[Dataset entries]
..............................

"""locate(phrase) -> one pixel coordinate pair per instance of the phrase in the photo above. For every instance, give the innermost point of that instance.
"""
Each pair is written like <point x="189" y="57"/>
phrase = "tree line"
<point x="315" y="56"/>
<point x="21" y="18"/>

..............................

→ Task instructions:
Scan the records above and report every line with the string "pair".

→ Your response:
"""locate(phrase) -> one pixel coordinate pair per instance of the phrase in the photo above. For every instance, give the innermost point of that instance.
Each pair is written like <point x="189" y="57"/>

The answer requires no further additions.